**Text extract:**
[BEGIN]

Learning from older school editions of classical texts

Here is my talk from CAMWS 2015 on digital text annotation, for those many who were unable or disinclined to come to an 8:00 p.m. (!) session. Please leave a comment if you like.

The field of digital classics is very focused right now on the unsolved problem of how to present scholarly editions of Latin and Greek texts online, and in particular how to represent the apparatus criticus and link to manuscript evidence. Not enough attention, I would suggest, has been paid to the question of how to best present classical texts for ordinary students and readers of Latin and Greek in the digital realm.

Slide2

Isidore of Seville, Etymologiae, Book 1, ed. Max Bänziger (Monumenta Informatik) with links to manuscripts and citation links. http://monumenta.ch/latein/

A deluge of plain text is not going to do it, I think we would all agree. Readers and learners typically want to know “what does this word mean?” and “what’s going on with the grammar here?” Plain digitized texts, or texts enhanced with links to manuscript images like this one provide no guidance on these matters, since they are designed for advanced scholars.

some parsing and vocabulary tools

some parsing and vocabulary tools

The main focus in tool development for readers to deal with these questions has been automatic parsers linked to dictionaries, like nodictionaries.com, the Alpheios plugin, or the Perseus Word Study Tool. But the unreliability of those tools, not to mention their perceived role as crutches, has given them a poor reputation among teachers and thoughtful students alike.

Perseus on Vergil: John Conington. P. Vergili Maronis opera. (London. Whittaker and Co., Ave Maria Lane. 1876), ad Aen. 1.352.

Perseus on Vergil: John Conington. P. Vergili Maronis opera. (London. Whittaker and Co., Ave Maria Lane. 1876), ad Aen. 1.352.

Another tack has been to digitize older, public domain commentaries like Conington’s Vergil. Perseus includes several such works. But whatever the merits of these works in their day, they are often opaque to learners and readers now. Older commentators tend to assume an audience that has already been well-trained in Latin, and just needs a little reminder of a common construction, or might enjoy an apposite quotation from Keats.

Perseus Latin Word Study tool on coit (Vergil, Aeneid 3.30)

Perseus Latin Word Study tool on coit (Vergil, Aeneid 3.30)

The Perseus Word Study tool is designed to provide more basic information. It does its best to guess which dictionary head word a given form derives from, then gives a brief definition, with links to Lewis & Short, and a series of suggested parsings. It guesses the correct parsing based on frequency, and includes a voting feature that lets you select which parsing you think is best, and what definition you think best for the context.

Lewis and Short on Coeo, screen 1

Lewis and Short on Coeo, screen 1

Lewis and Short on Coeo, screen 2, with the relevant definition highlighted

Lewis and Short on Coeo, screen 2, with the relevant definition highlighted

This voting feature is slowly improving the accuracy of the Word Study Tool, but even if the parsing happens to be right (which it is not in this particular case), the dictionary data itself is often not helpful, because the choices are the very brief “short defs” and the full fire hose of Lewis & Short.

[END]

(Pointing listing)
[BEGIN]

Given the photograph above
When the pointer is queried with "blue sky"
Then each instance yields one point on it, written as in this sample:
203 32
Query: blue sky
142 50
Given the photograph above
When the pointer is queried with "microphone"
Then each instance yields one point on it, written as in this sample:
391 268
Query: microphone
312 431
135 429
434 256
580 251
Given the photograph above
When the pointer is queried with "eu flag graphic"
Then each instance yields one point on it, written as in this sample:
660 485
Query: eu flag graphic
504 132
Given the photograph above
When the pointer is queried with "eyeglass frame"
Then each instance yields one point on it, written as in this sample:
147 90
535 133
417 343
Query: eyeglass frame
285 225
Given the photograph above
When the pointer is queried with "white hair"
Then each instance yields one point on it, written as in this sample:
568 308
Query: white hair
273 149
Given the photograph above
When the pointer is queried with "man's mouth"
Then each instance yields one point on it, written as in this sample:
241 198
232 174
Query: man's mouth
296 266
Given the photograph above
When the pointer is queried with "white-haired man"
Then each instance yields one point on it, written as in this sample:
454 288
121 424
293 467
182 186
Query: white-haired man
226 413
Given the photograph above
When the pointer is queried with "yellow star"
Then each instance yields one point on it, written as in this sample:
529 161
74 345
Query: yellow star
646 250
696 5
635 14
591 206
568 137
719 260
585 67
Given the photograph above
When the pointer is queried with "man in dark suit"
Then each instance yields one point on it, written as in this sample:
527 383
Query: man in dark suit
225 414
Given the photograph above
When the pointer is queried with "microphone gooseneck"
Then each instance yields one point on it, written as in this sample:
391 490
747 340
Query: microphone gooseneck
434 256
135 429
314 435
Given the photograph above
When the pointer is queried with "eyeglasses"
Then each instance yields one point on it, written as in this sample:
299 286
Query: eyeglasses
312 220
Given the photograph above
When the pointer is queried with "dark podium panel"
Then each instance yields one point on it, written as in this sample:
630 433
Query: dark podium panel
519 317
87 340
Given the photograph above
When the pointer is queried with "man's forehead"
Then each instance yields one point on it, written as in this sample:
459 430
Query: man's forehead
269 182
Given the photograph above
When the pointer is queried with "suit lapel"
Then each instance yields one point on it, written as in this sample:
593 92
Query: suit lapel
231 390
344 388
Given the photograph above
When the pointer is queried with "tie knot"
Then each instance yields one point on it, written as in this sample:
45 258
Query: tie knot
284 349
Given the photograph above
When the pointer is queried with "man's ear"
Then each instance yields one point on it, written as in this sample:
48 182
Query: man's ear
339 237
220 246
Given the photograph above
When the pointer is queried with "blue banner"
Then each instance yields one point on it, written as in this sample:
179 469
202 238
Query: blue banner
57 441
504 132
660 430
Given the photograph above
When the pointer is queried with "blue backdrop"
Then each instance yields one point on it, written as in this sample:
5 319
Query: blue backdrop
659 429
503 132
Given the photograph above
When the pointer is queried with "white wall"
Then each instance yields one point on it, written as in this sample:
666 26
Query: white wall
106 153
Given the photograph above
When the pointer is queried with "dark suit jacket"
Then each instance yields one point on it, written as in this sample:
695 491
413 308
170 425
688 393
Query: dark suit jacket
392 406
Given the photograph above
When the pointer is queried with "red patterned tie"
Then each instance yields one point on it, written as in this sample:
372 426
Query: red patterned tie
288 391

[END]

**List of tasks:**
1: Retype the talk on digital text annotation from "The Perseus Word Study tool is" up to and including "for the context.".
2: In the talk on digital text annotation, on what basis does the Perseus Word Study tool guess the correct parsing?
3: What comes next in the talk on digital text annotation after the point where it stops?
This listing was taken from a separate source.

**Responses by task:**
1:
The Perseus Word Study tool is designed to provide more basic information. It does its best to guess which dictionary head word a given form derives from, then gives a brief definition, with links to Lewis & Short, and a series of suggested parsings. It guesses the correct parsing based on frequency, and includes a voting feature that lets you select which parsing you think is best, and what definition you think best for the context.

2: It guesses the correct parsing based on frequency.

3:
A good but under-used solution to this problem of too little or too much is the author-specific dictionary of the type that is contained in many older school editions, such as Henry Simmons Frieze’s editions of the works of Vergil.

This is his version of the Aeneid, revised in 1902 by Walter Dennison. Freize published a full dictionary to all the works of Vergil in various revisions over the 1880s and 90s, and Dennison revised it slightly to focus on the Aeneid material only for this edition.

Shortdef vs. Frieze-Dennison on Coeo

Shortdef vs. Frieze-Dennison on Coeo

Note that Frieze includes all the principal parts, with macrons; a number of Vergilian definitions not included in the Short Def, and citations for all the particular senses. Frieze spent his career at the University of Michigan teaching Vergil and other Latin authors, and working on his Vergil editions. His translations are expert, and his philological acumen at a very high standard.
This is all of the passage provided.